***** Record excerpts

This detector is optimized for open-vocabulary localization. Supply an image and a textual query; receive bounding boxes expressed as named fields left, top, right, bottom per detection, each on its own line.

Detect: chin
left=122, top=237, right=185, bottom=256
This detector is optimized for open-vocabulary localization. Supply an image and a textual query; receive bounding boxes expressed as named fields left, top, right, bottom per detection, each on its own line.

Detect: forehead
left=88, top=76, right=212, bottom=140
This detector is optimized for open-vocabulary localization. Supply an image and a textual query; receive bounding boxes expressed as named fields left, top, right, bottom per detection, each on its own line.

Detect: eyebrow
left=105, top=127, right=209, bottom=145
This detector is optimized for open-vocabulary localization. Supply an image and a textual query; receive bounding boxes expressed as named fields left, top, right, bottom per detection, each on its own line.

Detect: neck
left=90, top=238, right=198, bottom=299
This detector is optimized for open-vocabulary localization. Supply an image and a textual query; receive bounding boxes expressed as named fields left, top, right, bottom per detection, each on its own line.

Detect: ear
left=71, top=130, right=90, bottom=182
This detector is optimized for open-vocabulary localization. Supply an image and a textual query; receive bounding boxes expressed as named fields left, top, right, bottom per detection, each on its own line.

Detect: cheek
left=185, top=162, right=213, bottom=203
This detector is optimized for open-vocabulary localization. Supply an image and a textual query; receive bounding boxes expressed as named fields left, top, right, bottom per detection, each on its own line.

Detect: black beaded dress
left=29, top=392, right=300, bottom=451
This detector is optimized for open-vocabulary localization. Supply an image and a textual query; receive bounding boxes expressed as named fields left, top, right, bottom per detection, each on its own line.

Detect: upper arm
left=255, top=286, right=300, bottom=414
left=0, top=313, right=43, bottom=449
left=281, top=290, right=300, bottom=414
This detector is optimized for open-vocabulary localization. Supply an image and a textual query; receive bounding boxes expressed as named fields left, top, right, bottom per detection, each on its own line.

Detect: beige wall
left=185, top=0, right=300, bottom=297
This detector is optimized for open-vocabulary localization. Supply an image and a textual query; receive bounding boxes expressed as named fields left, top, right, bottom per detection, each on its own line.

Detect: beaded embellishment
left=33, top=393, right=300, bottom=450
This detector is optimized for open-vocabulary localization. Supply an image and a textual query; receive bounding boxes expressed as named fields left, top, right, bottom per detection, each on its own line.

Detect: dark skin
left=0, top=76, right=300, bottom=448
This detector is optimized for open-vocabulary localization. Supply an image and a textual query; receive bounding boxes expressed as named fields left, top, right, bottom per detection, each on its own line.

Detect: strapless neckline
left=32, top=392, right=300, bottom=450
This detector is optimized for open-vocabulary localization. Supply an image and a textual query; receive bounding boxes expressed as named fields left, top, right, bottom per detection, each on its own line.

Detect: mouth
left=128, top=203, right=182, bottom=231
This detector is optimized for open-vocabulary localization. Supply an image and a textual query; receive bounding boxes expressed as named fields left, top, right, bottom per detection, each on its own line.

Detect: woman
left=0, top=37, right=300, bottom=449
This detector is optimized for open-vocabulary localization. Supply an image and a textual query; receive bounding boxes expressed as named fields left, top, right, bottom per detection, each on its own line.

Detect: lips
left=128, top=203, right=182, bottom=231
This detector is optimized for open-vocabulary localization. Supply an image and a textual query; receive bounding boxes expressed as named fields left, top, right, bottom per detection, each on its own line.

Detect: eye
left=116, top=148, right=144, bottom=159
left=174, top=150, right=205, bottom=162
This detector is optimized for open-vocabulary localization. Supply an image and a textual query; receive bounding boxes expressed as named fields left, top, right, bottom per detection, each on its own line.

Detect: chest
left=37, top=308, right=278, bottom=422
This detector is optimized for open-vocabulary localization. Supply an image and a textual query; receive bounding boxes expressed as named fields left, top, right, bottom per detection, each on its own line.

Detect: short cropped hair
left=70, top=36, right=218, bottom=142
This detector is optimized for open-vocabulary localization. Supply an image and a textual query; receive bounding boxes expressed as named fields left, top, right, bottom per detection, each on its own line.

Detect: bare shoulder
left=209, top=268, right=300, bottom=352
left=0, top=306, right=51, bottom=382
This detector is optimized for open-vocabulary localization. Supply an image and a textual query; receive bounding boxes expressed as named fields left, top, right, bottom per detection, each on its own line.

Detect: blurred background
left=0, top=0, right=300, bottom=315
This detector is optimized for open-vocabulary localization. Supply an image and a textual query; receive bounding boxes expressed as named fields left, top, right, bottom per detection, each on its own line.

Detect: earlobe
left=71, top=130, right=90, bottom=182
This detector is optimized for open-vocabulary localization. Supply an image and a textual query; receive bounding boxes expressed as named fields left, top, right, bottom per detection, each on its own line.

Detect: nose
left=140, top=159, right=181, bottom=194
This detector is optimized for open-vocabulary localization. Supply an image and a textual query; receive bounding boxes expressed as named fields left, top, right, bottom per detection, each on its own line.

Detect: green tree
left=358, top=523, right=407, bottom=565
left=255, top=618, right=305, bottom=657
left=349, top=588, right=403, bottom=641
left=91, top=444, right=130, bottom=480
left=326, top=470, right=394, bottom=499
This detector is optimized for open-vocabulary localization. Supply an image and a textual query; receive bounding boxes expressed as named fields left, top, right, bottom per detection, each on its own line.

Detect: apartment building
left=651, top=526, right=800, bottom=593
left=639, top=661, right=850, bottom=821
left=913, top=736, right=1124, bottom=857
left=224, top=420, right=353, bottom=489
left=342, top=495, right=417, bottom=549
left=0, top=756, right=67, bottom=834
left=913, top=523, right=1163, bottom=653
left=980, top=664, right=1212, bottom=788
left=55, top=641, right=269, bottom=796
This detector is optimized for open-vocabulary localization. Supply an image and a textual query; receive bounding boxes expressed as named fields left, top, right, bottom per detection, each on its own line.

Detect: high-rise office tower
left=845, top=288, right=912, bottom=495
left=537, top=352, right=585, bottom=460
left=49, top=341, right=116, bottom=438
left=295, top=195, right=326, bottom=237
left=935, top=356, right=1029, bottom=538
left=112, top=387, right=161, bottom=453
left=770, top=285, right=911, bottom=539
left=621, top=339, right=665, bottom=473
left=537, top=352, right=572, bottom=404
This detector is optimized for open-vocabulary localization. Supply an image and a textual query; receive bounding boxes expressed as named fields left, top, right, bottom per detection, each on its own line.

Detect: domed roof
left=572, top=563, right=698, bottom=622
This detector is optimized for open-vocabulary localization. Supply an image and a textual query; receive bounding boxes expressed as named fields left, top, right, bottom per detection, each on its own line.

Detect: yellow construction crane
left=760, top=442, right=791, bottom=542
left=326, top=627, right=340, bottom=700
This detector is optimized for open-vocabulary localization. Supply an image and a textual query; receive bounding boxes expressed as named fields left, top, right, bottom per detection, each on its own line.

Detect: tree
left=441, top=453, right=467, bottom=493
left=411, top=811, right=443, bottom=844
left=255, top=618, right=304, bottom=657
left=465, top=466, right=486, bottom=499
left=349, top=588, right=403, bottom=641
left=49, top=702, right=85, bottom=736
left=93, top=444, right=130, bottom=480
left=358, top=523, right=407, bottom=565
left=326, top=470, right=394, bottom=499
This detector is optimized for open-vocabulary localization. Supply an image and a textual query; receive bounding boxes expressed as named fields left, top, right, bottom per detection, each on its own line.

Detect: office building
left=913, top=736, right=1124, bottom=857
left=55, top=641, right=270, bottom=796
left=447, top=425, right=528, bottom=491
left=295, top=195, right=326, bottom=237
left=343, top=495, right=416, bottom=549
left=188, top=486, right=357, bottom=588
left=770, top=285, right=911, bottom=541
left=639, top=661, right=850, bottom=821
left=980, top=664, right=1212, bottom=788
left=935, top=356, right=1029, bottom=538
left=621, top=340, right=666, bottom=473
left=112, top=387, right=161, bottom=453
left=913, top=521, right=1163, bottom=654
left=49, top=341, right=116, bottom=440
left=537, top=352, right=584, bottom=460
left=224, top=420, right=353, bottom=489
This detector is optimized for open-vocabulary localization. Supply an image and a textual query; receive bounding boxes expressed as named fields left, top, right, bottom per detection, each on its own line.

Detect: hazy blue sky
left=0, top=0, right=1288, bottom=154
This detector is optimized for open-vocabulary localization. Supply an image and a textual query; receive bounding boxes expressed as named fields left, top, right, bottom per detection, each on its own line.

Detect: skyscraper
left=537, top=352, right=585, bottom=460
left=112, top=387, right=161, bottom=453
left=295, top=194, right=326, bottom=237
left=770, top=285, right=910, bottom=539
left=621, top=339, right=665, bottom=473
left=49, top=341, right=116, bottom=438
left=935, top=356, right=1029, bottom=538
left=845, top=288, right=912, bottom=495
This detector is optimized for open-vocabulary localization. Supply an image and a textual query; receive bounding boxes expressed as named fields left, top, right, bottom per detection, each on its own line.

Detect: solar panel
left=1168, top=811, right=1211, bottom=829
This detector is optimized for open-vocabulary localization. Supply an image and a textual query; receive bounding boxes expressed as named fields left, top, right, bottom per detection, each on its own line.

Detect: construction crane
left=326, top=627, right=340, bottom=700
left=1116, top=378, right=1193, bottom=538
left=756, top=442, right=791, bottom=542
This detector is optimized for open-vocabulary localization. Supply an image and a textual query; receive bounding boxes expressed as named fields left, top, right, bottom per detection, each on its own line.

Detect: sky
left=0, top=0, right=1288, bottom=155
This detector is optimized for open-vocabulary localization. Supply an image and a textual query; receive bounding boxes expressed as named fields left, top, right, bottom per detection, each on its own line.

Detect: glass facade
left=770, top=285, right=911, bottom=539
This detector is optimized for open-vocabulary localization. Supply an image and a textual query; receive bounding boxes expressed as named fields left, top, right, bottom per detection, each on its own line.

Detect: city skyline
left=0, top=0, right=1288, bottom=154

**********

Requirement: List every line in the items above that contains the string "building", matching case exactly.

Answer to the problem:
Detect: apartment building
Detect: office building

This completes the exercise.